DOCUMENT SECTION:

Patch from "Theodore Ts'o" <tytso@mit.edu>

The following patch should (in theory) fix the htree/NFS readdir problems
that people have reported.  Specifically, it should fix the NFS looping on
EOF problem with readdir, as well as the problems caused by coverting a
directory to HTREE while an NFS readdir is in progress problem.  

I'd appreciate it if people who can easily replicate these NFS/htree problems
could give this patch (against BK-recent / 2.5.63) a whirl.  Thanks!!



 fs/ext3/dir.c   |   18 +++++++-
 fs/ext3/namei.c |  118 ++++++++++++++++++++++++++++++++++++++------------------
 2 files changed, 98 insertions(+), 38 deletions(-)

diff -puN fs/ext3/dir.c~htree-nfs-fix fs/ext3/dir.c
--- 25/fs/ext3/dir.c~htree-nfs-fix	2003-03-04 22:19:39.000000000 -0800
+++ 25-akpm/fs/ext3/dir.c	2003-03-04 22:19:39.000000000 -0800
@@ -103,7 +103,11 @@ static int ext3_readdir(struct file * fi
 
 	sb = inode->i_sb;
 
-	if (is_dx(inode)) {
+#ifdef CONFIG_EXT3_INDEX
+	if (EXT3_HAS_COMPAT_FEATURE(inode->i_sb,
+				    EXT3_FEATURE_COMPAT_DIR_INDEX) &&
+	    ((EXT3_I(inode)->i_flags & EXT3_INDEX_FL) ||
+	     ((inode->i_size >> sb->s_blocksize_bits) == 1))) {
 		err = ext3_dx_readdir(filp, dirent, filldir);
 		if (err != ERR_BAD_DX_DIR) {
 			unlock_kernel();
@@ -115,6 +119,7 @@ static int ext3_readdir(struct file * fi
 		 */
 		EXT3_I(filp->f_dentry->d_inode)->i_flags &= ~EXT3_INDEX_FL;
 	}
+#endif
 	stored = 0;
 	bh = NULL;
 	offset = filp->f_pos & (sb->s_blocksize - 1);
@@ -434,6 +439,9 @@ static int ext3_dx_readdir(struct file *
 		filp->private_data = info;
 	}
 
+	if (filp->f_pos == -1)

GIVEN MATERIAL:
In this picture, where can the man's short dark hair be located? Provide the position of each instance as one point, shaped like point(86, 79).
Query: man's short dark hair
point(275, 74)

STATED TASK:
Reproduce the ext3 htree/NFS readdir patch above in full, word for word.

WRITTEN RESPONSE:
Patch from "Theodore Ts'o" <tytso@mit.edu>

The following patch should (in theory) fix the htree/NFS readdir problems
that people have reported.  Specifically, it should fix the NFS looping on
EOF problem with readdir, as well as the problems caused by coverting a
directory to HTREE while an NFS readdir is in progress problem.  

I'd appreciate it if people who can easily replicate these NFS/htree problems
could give this patch (against BK-recent / 2.5.63) a whirl.  Thanks!!



 fs/ext3/dir.c   |   18 +++++++-
 fs/ext3/namei.c |  118 ++++++++++++++++++++++++++++++++++++++------------------
 2 files changed, 98 insertions(+), 38 deletions(-)

diff -puN fs/ext3/dir.c~htree-nfs-fix fs/ext3/dir.c
--- 25/fs/ext3/dir.c~htree-nfs-fix	2003-03-04 22:19:39.000000000 -0800
+++ 25-akpm/fs/ext3/dir.c	2003-03-04 22:19:39.000000000 -0800
@@ -103,7 +103,11 @@ static int ext3_readdir(struct file * fi
 
 	sb = inode->i_sb;
 
-	if (is_dx(inode)) {
+#ifdef CONFIG_EXT3_INDEX
+	if (EXT3_HAS_COMPAT_FEATURE(inode->i_sb,
+				    EXT3_FEATURE_COMPAT_DIR_INDEX) &&
+	    ((EXT3_I(inode)->i_flags & EXT3_INDEX_FL) ||
+	     ((inode->i_size >> sb->s_blocksize_bits) == 1))) {
 		err = ext3_dx_readdir(filp, dirent, filldir);
 		if (err != ERR_BAD_DX_DIR) {
 			unlock_kernel();
@@ -115,6 +119,7 @@ static int ext3_readdir(struct file * fi
 		 */
 		EXT3_I(filp->f_dentry->d_inode)->i_flags &= ~EXT3_INDEX_FL;
 	}
+#endif
 	stored = 0;
 	bh = NULL;
 	offset = filp->f_pos & (sb->s_blocksize - 1);
@@ -434,6 +439,9 @@ static int ext3_dx_readdir(struct file *
 		filp->private_data = info;
 	}
 
+	if (filp->f_pos == -1)